▶ Provided text:
--------------------------------------------------

# Seeking advice from the wise ones !



## ruthiexxxx (Sep 15, 2012)

An idea is forming in my poor fuddled brain. An idea for a 'fork-hit-proof' slingshot. Maybe it's been done before. maybe it's just silly .

How about a pistol grip in which the fork assembly is fully free to rotate ?! Would that not make it more or less impossible (even for me!) to hit the forks? For surely the forks would always rotate so that the pouch was always opposite the centre point between them ?

Silly? Impractical? (Don't all rush out to patent it  )


----------



## bullseyeben! (Apr 24, 2011)

I reckon zombie slayer did something like that... before zombies ate and then took control of his brain matter. LOL


----------



## ruthiexxxx (Sep 15, 2012)

LoL


----------



## Hrawk (Oct 25, 2010)




----------



## ruthiexxxx (Sep 15, 2012)

Oh great ! I was thinking of one on the lines of the middle photo. Is there any information on how they shoot?


----------



## Cjw (Nov 1, 2012)

Instead of trying to make a fork hit proof slingshot wouldn't it be better to try to figure out what's causing the fork hits. Usually it's poor pouch release. Or twisting the fork on release.


----------



## treefork (Feb 1, 2010)

That's what I'm talking about. Could be the bands are to heavy for you again issue. Accuracy, fork hits .......


----------



## AnTrAxX (Jul 18, 2012)

He made a few of those i think. Also like the one on the 2nd Pic.


----------



## Wingshooter (Dec 24, 2009)

If you could find the right spring loaded hinge that had the right spring tension. This would flip down out of the way. But I am with the rest of them its all in the release.


----------



## ruthiexxxx (Sep 15, 2012)

Wingshooter said:


> If you could find the right spring loaded hinge that had the right spring tension. This would flip down out of the way. But I am with the rest of them its all in the release.


Thanks...but it was just spotting this little swivel arrangement in the ferreteria that had me wondering about the geometry of it


----------



## Wingshooter (Dec 24, 2009)

I did a bunch of them back in 2009. The shaft rotated on 1/4 in bearings. My friend Don keeps one in his garage to chase of pigeons.


----------



## ruthiexxxx (Sep 15, 2012)

Wingshooter said:


> I did a bunch of them back in 2009. The shaft rotated on 1/4 in bearings. My friend Don keeps one in his garage to chase of pigeons.

--------------------------------------------------

▶ Material supplied:
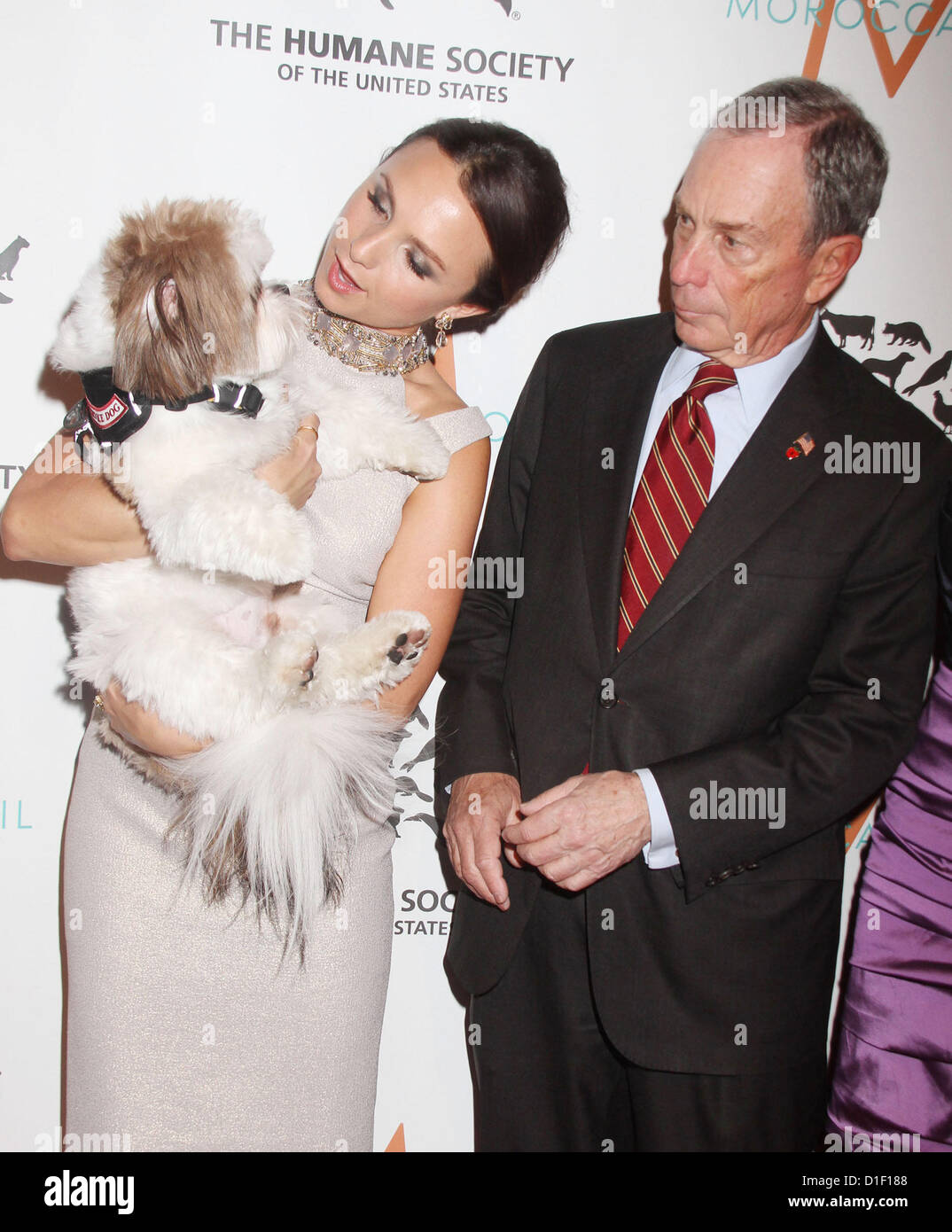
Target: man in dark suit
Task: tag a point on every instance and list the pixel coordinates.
(649, 776)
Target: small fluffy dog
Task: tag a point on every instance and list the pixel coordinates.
(199, 394)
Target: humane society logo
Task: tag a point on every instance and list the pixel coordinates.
(899, 354)
(8, 260)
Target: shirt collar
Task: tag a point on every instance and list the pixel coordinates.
(758, 383)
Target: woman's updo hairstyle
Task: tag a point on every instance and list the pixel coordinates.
(518, 192)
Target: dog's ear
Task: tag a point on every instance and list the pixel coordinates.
(164, 300)
(159, 343)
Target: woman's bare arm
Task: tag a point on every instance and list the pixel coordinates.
(74, 519)
(439, 518)
(59, 515)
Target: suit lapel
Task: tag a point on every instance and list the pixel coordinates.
(760, 486)
(615, 420)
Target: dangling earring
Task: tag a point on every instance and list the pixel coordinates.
(443, 324)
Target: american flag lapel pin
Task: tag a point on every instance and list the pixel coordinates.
(800, 446)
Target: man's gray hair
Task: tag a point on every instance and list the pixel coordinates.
(845, 163)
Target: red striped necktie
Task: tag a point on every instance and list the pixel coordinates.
(671, 495)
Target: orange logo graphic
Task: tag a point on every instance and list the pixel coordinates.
(892, 72)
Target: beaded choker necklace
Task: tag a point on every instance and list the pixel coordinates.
(364, 349)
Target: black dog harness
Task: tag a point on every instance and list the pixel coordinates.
(111, 416)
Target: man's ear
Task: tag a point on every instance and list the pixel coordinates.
(831, 264)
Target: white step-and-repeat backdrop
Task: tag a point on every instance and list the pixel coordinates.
(286, 105)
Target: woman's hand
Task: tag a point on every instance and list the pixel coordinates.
(294, 472)
(142, 729)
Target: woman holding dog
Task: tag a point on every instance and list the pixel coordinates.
(183, 1026)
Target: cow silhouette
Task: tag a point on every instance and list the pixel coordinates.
(851, 327)
(908, 334)
(10, 256)
(932, 375)
(942, 410)
(888, 369)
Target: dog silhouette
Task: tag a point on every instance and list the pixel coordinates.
(10, 256)
(908, 334)
(932, 375)
(942, 410)
(888, 369)
(851, 327)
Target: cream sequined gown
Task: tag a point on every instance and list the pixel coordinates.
(183, 1030)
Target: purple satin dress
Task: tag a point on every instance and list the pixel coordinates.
(893, 1068)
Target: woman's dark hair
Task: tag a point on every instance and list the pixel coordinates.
(518, 192)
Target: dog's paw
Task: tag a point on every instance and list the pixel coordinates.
(425, 456)
(292, 658)
(378, 656)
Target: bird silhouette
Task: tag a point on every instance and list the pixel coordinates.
(942, 410)
(938, 371)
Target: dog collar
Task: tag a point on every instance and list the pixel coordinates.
(113, 416)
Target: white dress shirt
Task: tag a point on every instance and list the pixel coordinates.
(734, 416)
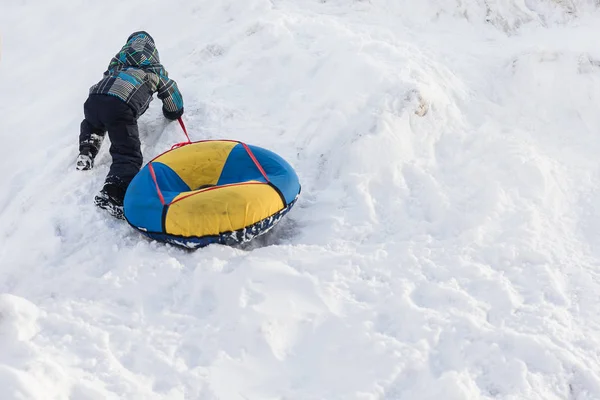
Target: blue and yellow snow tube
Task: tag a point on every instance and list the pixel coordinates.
(214, 191)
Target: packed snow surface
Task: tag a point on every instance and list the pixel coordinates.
(446, 244)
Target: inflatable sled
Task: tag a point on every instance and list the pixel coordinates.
(213, 191)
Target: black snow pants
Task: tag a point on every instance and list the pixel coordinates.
(109, 113)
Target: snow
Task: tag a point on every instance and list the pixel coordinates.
(445, 244)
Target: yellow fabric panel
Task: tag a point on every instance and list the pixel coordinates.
(198, 164)
(225, 209)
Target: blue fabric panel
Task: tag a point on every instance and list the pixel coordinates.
(280, 173)
(142, 206)
(169, 182)
(239, 167)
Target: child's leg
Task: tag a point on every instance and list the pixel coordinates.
(91, 135)
(90, 139)
(126, 153)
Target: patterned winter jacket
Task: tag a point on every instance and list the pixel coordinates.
(135, 74)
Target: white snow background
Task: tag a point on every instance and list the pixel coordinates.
(446, 244)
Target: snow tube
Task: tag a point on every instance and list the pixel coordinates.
(212, 191)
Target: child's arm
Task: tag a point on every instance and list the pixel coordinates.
(170, 95)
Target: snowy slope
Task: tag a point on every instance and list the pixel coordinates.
(445, 245)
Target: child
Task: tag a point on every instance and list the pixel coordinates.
(114, 105)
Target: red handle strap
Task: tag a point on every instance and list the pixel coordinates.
(186, 135)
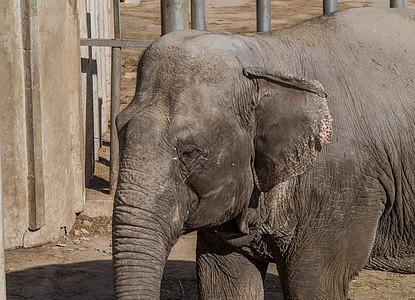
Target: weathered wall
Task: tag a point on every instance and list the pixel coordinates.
(42, 119)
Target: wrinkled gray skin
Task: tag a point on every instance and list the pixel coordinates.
(295, 147)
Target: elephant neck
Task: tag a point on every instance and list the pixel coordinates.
(268, 223)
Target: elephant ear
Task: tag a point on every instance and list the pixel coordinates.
(293, 121)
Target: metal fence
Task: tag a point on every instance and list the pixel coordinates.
(174, 16)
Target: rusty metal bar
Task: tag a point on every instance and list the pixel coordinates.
(36, 189)
(198, 18)
(2, 261)
(116, 43)
(115, 100)
(263, 15)
(397, 3)
(329, 6)
(174, 15)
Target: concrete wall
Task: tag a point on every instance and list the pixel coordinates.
(41, 115)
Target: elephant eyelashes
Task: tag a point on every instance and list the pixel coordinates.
(190, 155)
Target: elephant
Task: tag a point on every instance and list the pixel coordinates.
(294, 147)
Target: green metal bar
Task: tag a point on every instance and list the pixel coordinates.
(263, 13)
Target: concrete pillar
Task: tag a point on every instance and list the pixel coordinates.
(198, 17)
(174, 15)
(263, 15)
(397, 3)
(2, 263)
(329, 6)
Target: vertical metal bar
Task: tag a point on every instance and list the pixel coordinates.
(36, 189)
(115, 109)
(397, 3)
(2, 262)
(198, 15)
(263, 15)
(117, 27)
(329, 6)
(174, 15)
(115, 100)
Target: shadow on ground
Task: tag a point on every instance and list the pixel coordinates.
(93, 280)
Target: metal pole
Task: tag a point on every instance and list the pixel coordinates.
(397, 3)
(329, 6)
(115, 100)
(263, 15)
(174, 15)
(198, 15)
(2, 262)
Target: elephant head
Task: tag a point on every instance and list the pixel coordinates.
(206, 125)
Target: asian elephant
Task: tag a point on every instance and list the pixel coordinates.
(295, 147)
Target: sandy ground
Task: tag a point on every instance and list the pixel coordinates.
(78, 266)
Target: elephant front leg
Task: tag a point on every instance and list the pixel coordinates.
(225, 274)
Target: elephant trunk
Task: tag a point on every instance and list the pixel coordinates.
(145, 226)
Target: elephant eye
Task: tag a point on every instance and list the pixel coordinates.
(191, 155)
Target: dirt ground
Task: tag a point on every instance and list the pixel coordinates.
(78, 265)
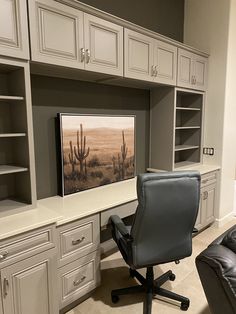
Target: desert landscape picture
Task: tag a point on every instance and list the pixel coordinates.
(96, 150)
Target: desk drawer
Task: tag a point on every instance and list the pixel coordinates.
(208, 178)
(23, 246)
(78, 238)
(78, 278)
(122, 211)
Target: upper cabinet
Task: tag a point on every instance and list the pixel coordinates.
(64, 36)
(149, 59)
(13, 29)
(192, 70)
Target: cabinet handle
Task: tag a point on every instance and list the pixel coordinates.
(78, 241)
(78, 282)
(82, 54)
(5, 287)
(88, 55)
(3, 255)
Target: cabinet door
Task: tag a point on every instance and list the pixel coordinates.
(13, 29)
(103, 46)
(185, 68)
(138, 56)
(165, 61)
(30, 286)
(56, 33)
(200, 72)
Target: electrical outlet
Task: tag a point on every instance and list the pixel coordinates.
(208, 151)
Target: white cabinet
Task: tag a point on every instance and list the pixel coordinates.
(65, 36)
(149, 59)
(13, 29)
(29, 286)
(192, 70)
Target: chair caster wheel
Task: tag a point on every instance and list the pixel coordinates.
(131, 273)
(172, 277)
(115, 298)
(184, 306)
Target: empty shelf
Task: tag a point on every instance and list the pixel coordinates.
(188, 108)
(12, 134)
(11, 98)
(5, 169)
(185, 147)
(187, 127)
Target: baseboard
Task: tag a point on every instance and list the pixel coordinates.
(222, 221)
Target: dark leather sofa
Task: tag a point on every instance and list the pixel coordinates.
(217, 271)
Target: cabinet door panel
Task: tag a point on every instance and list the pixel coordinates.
(184, 78)
(103, 45)
(13, 29)
(165, 58)
(30, 286)
(56, 34)
(200, 72)
(138, 56)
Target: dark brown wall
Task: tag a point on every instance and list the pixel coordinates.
(163, 16)
(54, 95)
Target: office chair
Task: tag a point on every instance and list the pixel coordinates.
(161, 231)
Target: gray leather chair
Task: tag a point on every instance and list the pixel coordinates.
(161, 231)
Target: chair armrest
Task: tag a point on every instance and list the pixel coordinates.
(120, 226)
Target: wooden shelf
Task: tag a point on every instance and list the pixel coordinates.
(187, 127)
(12, 135)
(6, 169)
(188, 108)
(185, 147)
(4, 98)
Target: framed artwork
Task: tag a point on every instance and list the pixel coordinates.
(96, 150)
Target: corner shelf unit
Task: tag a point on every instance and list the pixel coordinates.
(176, 128)
(17, 170)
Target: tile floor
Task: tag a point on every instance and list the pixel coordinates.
(114, 273)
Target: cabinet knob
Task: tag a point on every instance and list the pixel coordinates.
(3, 255)
(88, 56)
(78, 241)
(82, 54)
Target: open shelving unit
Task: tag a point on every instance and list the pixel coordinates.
(17, 174)
(176, 128)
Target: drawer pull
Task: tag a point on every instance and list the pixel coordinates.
(5, 287)
(75, 242)
(78, 282)
(3, 255)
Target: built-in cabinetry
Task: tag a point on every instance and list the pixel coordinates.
(65, 36)
(28, 273)
(17, 177)
(192, 70)
(78, 258)
(149, 59)
(14, 29)
(176, 128)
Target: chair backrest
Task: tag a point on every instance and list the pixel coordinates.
(167, 209)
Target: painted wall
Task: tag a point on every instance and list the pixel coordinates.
(53, 95)
(209, 26)
(163, 16)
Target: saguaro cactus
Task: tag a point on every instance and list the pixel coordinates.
(81, 153)
(72, 158)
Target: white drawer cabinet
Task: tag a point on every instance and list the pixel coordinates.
(206, 214)
(149, 59)
(65, 36)
(192, 70)
(14, 29)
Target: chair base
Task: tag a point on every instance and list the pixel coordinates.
(151, 287)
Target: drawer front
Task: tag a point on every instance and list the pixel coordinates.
(23, 246)
(208, 178)
(78, 278)
(122, 211)
(78, 239)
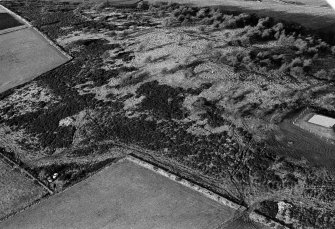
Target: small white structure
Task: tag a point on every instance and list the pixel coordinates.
(322, 121)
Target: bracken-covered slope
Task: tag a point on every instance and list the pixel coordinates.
(206, 94)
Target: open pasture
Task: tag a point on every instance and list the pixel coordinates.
(25, 54)
(8, 21)
(124, 195)
(16, 190)
(301, 143)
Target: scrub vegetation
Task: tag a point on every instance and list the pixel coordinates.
(199, 88)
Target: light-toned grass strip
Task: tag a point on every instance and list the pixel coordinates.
(222, 200)
(13, 29)
(265, 221)
(39, 32)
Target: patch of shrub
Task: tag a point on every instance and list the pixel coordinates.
(333, 50)
(321, 74)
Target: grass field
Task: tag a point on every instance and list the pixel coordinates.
(124, 195)
(8, 21)
(16, 190)
(299, 143)
(25, 54)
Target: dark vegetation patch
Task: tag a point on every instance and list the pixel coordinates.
(216, 155)
(163, 100)
(68, 174)
(8, 21)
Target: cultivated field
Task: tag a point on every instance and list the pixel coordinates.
(24, 55)
(202, 90)
(16, 190)
(124, 195)
(8, 21)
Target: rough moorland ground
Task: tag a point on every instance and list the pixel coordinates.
(208, 93)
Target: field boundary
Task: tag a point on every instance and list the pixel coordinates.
(27, 174)
(29, 25)
(209, 194)
(184, 182)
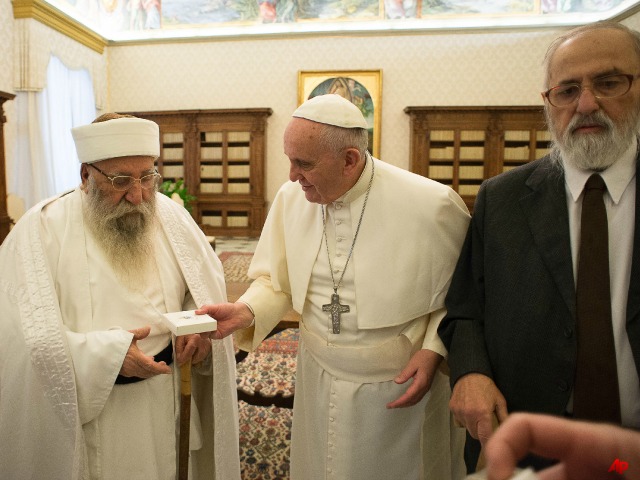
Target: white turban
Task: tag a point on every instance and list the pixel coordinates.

--------------------------------------------------

▶ Exercises to complete:
**A)** Put this sentence from the slingshot thread into Spanish: "The shaft rotated on 1/4 in bearings."
**B)** Repeat the slingshot thread word for word, starting at "Instead of trying" and ending at "fork on release.".
The material above has no part in this.

▶ Task-by-task results:
**A)** El eje giraba sobre rodamientos de 1/4 de pulgada.

**B)**
Instead of trying to make a fork hit proof slingshot wouldn't it be better to try to figure out what's causing the fork hits. Usually it's poor pouch release. Or twisting the fork on release.